Your instructions: Whenever an image turns up, omit it and return the remaining data exactly.

(Collected data)
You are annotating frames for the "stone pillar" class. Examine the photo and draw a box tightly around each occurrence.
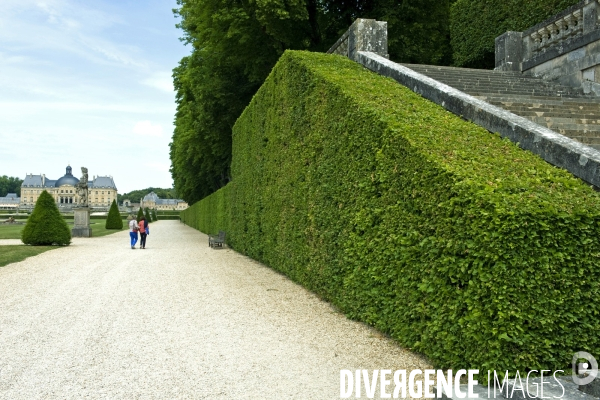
[495,31,523,71]
[327,18,388,62]
[348,19,388,62]
[72,207,92,237]
[583,0,599,34]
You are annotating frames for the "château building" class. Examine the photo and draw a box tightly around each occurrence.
[140,191,188,211]
[20,165,118,210]
[0,193,20,210]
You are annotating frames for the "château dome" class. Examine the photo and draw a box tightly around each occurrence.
[54,165,79,187]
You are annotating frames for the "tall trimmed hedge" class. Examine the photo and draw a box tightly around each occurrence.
[450,0,580,68]
[181,186,230,235]
[105,200,123,229]
[181,51,600,373]
[22,190,71,246]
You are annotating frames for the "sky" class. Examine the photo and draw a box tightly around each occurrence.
[0,0,191,194]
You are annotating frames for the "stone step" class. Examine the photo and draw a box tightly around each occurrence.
[501,110,600,118]
[509,111,600,119]
[400,63,592,98]
[400,63,522,76]
[501,107,600,116]
[487,103,600,112]
[424,77,581,89]
[528,116,600,125]
[534,125,600,137]
[403,68,583,86]
[476,95,600,104]
[400,62,600,150]
[452,84,578,95]
[468,90,587,98]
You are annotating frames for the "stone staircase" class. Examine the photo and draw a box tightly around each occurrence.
[401,64,600,150]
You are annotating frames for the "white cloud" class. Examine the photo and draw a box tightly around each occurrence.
[142,72,174,92]
[0,0,143,69]
[132,121,164,137]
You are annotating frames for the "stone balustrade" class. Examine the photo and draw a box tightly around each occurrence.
[495,0,600,94]
[525,5,586,58]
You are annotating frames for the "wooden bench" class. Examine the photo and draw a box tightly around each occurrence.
[209,231,226,248]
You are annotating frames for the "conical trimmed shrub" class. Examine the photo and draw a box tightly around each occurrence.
[105,200,123,229]
[151,209,157,221]
[136,207,144,221]
[21,190,71,245]
[144,207,152,224]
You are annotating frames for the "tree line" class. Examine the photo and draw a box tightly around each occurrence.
[0,176,23,197]
[117,188,178,204]
[170,0,454,204]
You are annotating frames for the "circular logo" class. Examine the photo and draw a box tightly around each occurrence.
[572,351,598,386]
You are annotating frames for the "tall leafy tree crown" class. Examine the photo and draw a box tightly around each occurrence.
[21,190,71,246]
[170,0,452,203]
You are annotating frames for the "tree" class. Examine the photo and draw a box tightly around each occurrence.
[136,207,144,222]
[144,208,152,224]
[151,209,157,221]
[170,0,453,203]
[117,187,177,204]
[105,200,123,229]
[0,175,23,197]
[21,190,71,245]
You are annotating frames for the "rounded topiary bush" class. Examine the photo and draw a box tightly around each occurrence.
[144,208,152,224]
[21,190,71,246]
[105,199,123,229]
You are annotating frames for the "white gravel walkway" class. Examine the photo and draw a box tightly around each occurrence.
[0,239,23,245]
[0,221,431,399]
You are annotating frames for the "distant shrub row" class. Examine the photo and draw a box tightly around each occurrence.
[450,0,580,67]
[181,51,600,373]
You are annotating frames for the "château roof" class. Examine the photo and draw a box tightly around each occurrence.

Response area:
You are annotating frames for the "stone pillar" class. Examine the photo and draw a box tightly around each occurrence.
[495,31,523,71]
[327,18,388,62]
[348,19,388,62]
[72,207,92,237]
[583,0,599,34]
You are annotating frames for the "château building" class. Examine the photo and draw a box tightly around each occurrence.
[140,191,188,211]
[20,165,118,210]
[0,193,20,210]
You are annotating frames for the "château dome" class. Examine the photo and draw a box tightly around each occurrence.
[54,165,79,187]
You are annotating frames for the "tall trimmed hedge" class. Examine the photo and draw a box tightly around each occurrence.
[450,0,580,68]
[181,186,230,235]
[105,200,123,229]
[181,51,600,373]
[22,190,71,246]
You are annotating frames for the "sky" class. Examine the photo and draw a box tightly around each occurrence.
[0,0,191,194]
You are annotating frames for the "stone step" class. Examine the photo and draw a box tightly around each occurrence.
[501,110,600,118]
[509,111,600,119]
[400,63,592,98]
[400,63,522,76]
[501,107,600,116]
[487,103,600,112]
[424,77,581,89]
[528,116,600,125]
[534,125,600,137]
[403,68,583,86]
[476,95,600,104]
[400,62,600,150]
[452,84,578,95]
[468,90,587,98]
You are annotating frames for the "stone staircase" class. Examine the photo and draw a box tightly around each occurrence.
[401,64,600,150]
You are annotating frames for the "white cloud" class. Examine the photo and draw a box tightly around each occurrence.
[142,72,174,92]
[0,0,143,69]
[132,121,164,137]
You are annotating frames for the "stone balustrade" class. Examine the photo and draw a box tightly around each occurrence.
[495,0,600,94]
[525,5,586,58]
You are annotating frames for the "wooden bench" class. Examine the photo and draw a box tightly around each occurrence.
[209,231,226,248]
You are annotating frames for the "conical trimmed shrub" class. Examine the photo and draw a box tightly around each occurrence.
[105,200,123,229]
[151,209,157,221]
[136,207,144,221]
[21,190,71,245]
[144,207,152,224]
You are annotating frames for the "tree line" class. Examine the photo and draw a box tightly around each occurrence.
[0,176,23,197]
[117,188,178,204]
[170,0,454,204]
You are annotating frames for the "circular logo" class. Examine the photo and draw a box tightly around each occurrence.
[572,351,598,386]
You are annotating frames for the "tall leafy tree crown" class. Examine the photo and draw a box tightly around each occurrence.
[21,190,71,246]
[170,0,452,203]
You are annotating frames for the "tree" class. Examine the photo and draw a box tightly around each occurrence.
[136,207,144,222]
[144,208,152,224]
[151,209,157,221]
[170,0,453,203]
[117,187,177,204]
[105,200,123,229]
[0,175,23,197]
[21,190,71,245]
You are annotating frames for the "rounded topiary bush" class. Examine the photo and draw a box tightly around each occurrence.
[144,208,152,224]
[21,190,71,246]
[105,199,123,229]
You are annotating frames for the "white gravel walkway" class. Examine the photo and draw a box tightly around each occurrence.
[0,239,23,245]
[0,221,431,399]
You are annotating frames for the "distant shrub row" class. Examine the photo and draw a box tightly around each occurrence.
[450,0,580,67]
[181,51,600,373]
You are annotating frames for the "château roof" class. Examine the photo and draw a box tightly around each occurrence.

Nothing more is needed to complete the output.